### Task
Please copy every record below exactly, leaving out the pictures.

(Entries taken from a collection)
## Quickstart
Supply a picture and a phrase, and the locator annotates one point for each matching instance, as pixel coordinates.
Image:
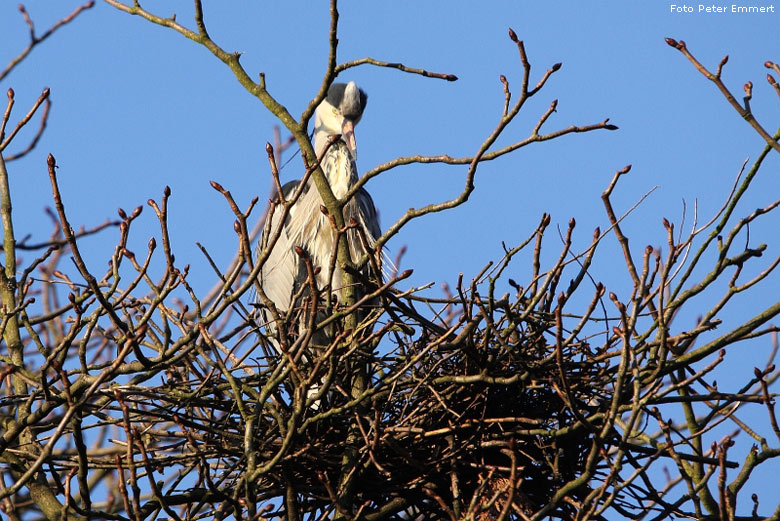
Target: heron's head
(339, 112)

### Exercise solution
## Quickstart
Supply a picture and a phrase, and the locator annotates one point for each matching instance, as pixel coordinates.
Image:
Target: heron's head
(339, 112)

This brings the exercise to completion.